EXERCISE GOAL:
Each line of the records that follow must come back exactly, with pictures skipped.
═══ RECORDS FOR THE TASK
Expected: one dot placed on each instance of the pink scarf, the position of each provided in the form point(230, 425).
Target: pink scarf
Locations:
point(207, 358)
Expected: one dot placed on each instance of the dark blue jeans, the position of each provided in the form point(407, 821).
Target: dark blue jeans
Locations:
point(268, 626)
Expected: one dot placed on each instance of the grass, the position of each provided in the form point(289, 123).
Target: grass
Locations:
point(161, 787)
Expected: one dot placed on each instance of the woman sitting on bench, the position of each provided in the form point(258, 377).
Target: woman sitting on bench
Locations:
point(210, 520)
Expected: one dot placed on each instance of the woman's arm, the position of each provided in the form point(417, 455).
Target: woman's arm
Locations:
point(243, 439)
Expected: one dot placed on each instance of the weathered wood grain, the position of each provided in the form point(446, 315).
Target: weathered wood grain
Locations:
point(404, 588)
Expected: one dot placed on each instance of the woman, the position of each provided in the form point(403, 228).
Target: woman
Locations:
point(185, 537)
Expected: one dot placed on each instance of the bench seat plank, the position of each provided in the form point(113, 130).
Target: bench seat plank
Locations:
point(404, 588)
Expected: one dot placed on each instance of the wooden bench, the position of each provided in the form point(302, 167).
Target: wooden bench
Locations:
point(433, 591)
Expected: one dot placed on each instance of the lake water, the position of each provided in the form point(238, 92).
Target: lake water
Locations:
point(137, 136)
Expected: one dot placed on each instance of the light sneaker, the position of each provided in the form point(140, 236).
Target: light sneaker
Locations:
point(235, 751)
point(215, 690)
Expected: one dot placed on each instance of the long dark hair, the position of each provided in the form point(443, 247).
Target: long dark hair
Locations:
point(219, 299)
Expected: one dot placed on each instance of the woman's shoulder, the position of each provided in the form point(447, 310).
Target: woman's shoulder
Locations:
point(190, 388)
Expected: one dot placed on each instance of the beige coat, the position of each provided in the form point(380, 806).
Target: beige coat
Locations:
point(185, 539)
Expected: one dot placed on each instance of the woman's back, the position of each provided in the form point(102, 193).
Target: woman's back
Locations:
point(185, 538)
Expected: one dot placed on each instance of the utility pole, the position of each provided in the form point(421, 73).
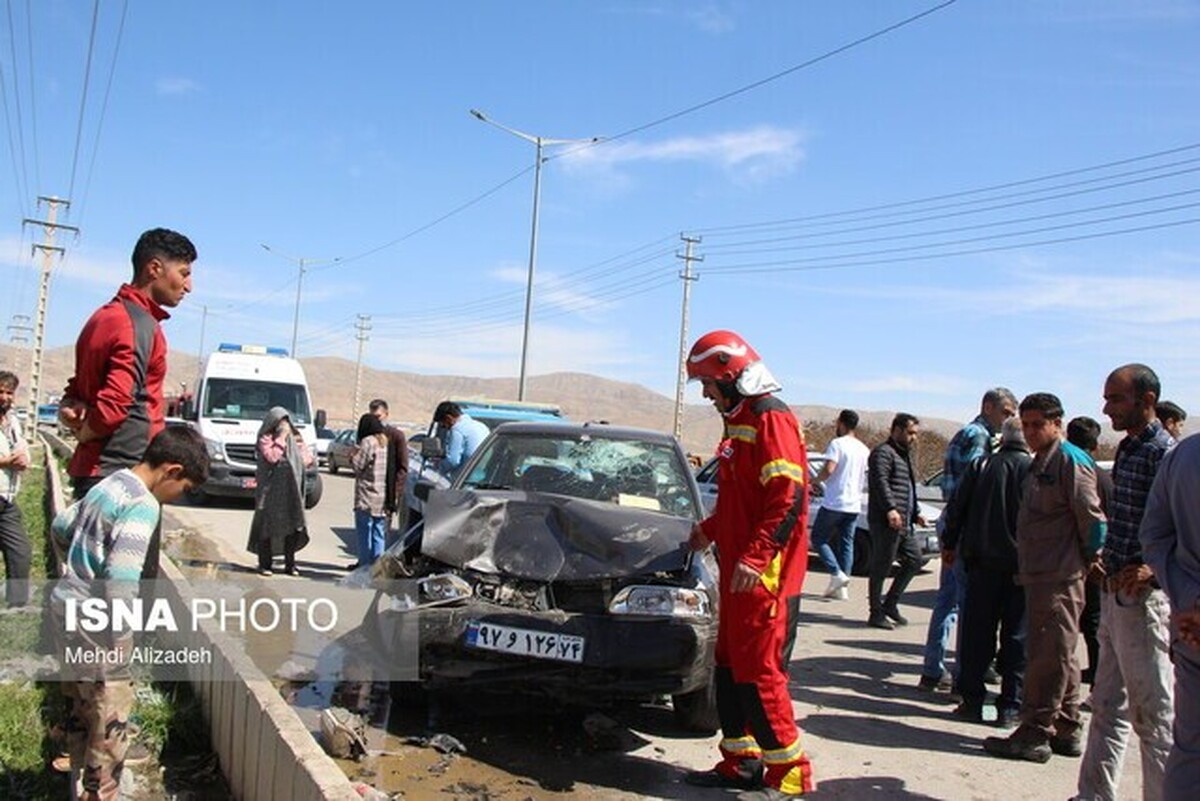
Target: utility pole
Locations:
point(363, 326)
point(19, 329)
point(47, 247)
point(688, 277)
point(199, 354)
══════
FINISHED TASK:
Expected: one dot placed on each instance of the pink scarf, the position of each provided in the form point(230, 425).
Target: pink scarf
Locations:
point(207, 358)
Expected: one dot placed on each instance of the dark blue jeans, the position of each provided in the form point(407, 821).
Target: dark blue jeans
Locations:
point(268, 626)
Expected: one dot placed on each instance of the grass, the position of each provided in the form point(289, 123).
Target: grass
Locations:
point(161, 787)
Expected: one dot placed on each instance of the woman sitting on bench, the position of each provided in the form point(258, 377).
Target: woman sitting on bench
Locations:
point(210, 520)
Expected: one dot placed on each instance of the woman's arm, the position of each provided in the form point(417, 455).
Target: woman's arm
Locations:
point(243, 439)
Expected: one dot placed on each instance of the weathered wood grain, the position of each provided in the form point(446, 315).
Target: weathered wood grain
Locations:
point(404, 588)
Expected: one dot placed on each instance of the woman, the position of each provided in the form point(403, 228).
Target: woman
Locations:
point(185, 537)
Expected: one dot placed on each instance of the bench seat plank, the position of each provided in the form point(113, 130).
Target: bench seat plank
Locations:
point(404, 588)
Expected: one dot placed on each instance of the wooden bench, the position of each provided in the form point(302, 167).
Target: wooden bench
Locations:
point(433, 591)
Expected: one dot placed on each instance of the lake water, the position of each provided in the form point(238, 92).
Target: lake water
Locations:
point(137, 136)
Expected: one dot placed on each instance of the light sneaker, the position of each provided in the form point(140, 236).
Target: light sneaker
Locations:
point(235, 751)
point(215, 690)
Expected: one dot placed on each instance of the long dark hair, the position of each provided in the form point(443, 247).
Target: long dark hair
Locations:
point(219, 299)
Expected: one dot placed on each instance of the woman's shoulder, the position of each provided in the form point(447, 310).
Target: woman's shoulder
Locations:
point(190, 388)
Expected: one dot placed on each instance of the beige coat, the position of each provided in the form point(380, 806).
Target: beige coat
Locations:
point(185, 539)
Expected: one dot placed on each instance of the woman's back, the position of each provided in the form point(102, 193).
Target: woman's back
Locations:
point(185, 538)
Expected: one dot placed on each instance of the utility pole, the position of each provided in the form point(421, 73).
Target: utility pole
Locations:
point(363, 326)
point(19, 329)
point(47, 247)
point(688, 277)
point(199, 354)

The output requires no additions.